WASHINGTON — Dylan Crews had never been so cold on a baseball field.

It was April 1, 2026, the home opener for the Triple-A Rochester Red Wings, and the 2023 No. 2 overall draft pick was clearly struggling with the elements. Crews, a Florida Man who played his college ball in Louisiana, wore a balaclava to shield his neck, chin and ears from the biting chill. 

A handful of Crews’ teammates layered hooded sweatshirts beneath their white home jerseys. A thermometer at first pitch claimed 41 degrees, but between the grayscale sky and the relentless breeze shooting off Lake Erie, it surely felt a good deal colder. Most of the 2,000 or so fans in attendance were wrapped in parkas, bundled under blankets, enduring rather than enjoying.

In other words: This was not the Opening Day of Crews’ childhood dreams.

The one-time future of the Washington Nationals was 300-some miles and a few degrees from where he was supposed to be: in Philadelphia with the big-league club. For a player who always seemed destined for greatness, these surroundings were a wake-up call, a reality check harsher than the southbound wind.

###

§ **Written task a**
Reproduce the section of the baseball passage starting with "WASHINGTON — Dylan" and going on through "Crews’ childhood dreams.".
The rows that come after the baseball passage have no connection to it.

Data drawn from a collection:
###

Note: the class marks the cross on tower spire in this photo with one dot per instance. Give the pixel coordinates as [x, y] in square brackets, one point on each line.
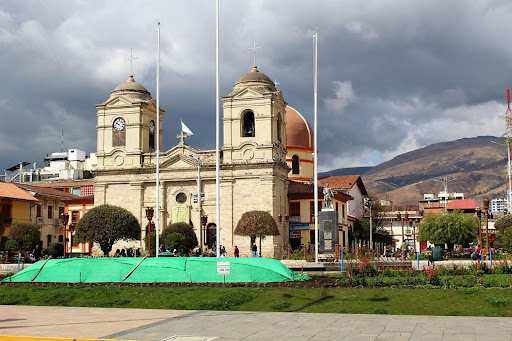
[254, 47]
[131, 58]
[182, 136]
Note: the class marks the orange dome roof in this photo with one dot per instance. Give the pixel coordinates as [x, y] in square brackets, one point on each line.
[298, 130]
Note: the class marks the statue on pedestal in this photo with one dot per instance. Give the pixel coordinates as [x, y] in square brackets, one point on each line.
[328, 195]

###

§ **Written task b**
Shift the coordinates by adding 93 to every number in the answers, and write out again the rows starting with the line with "Note: the class marks the statue" and going on through the last line of the rows, requests included. Give only those lines.

§ **Exercise result a**
WASHINGTON — Dylan Crews had never been so cold on a baseball field.

It was April 1, 2026, the home opener for the Triple-A Rochester Red Wings, and the 2023 No. 2 overall draft pick was clearly struggling with the elements. Crews, a Florida Man who played his college ball in Louisiana, wore a balaclava to shield his neck, chin and ears from the biting chill. 

A handful of Crews’ teammates layered hooded sweatshirts beneath their white home jerseys. A thermometer at first pitch claimed 41 degrees, but between the grayscale sky and the relentless breeze shooting off Lake Erie, it surely felt a good deal colder. Most of the 2,000 or so fans in attendance were wrapped in parkas, bundled under blankets, enduring rather than enjoying.

In other words: This was not the Opening Day of Crews’ childhood dreams.

§ **Exercise result b**
Note: the class marks the statue on pedestal in this photo with one dot per instance. Give the pixel coordinates as [x, y] in square brackets, one point on each line.
[421, 288]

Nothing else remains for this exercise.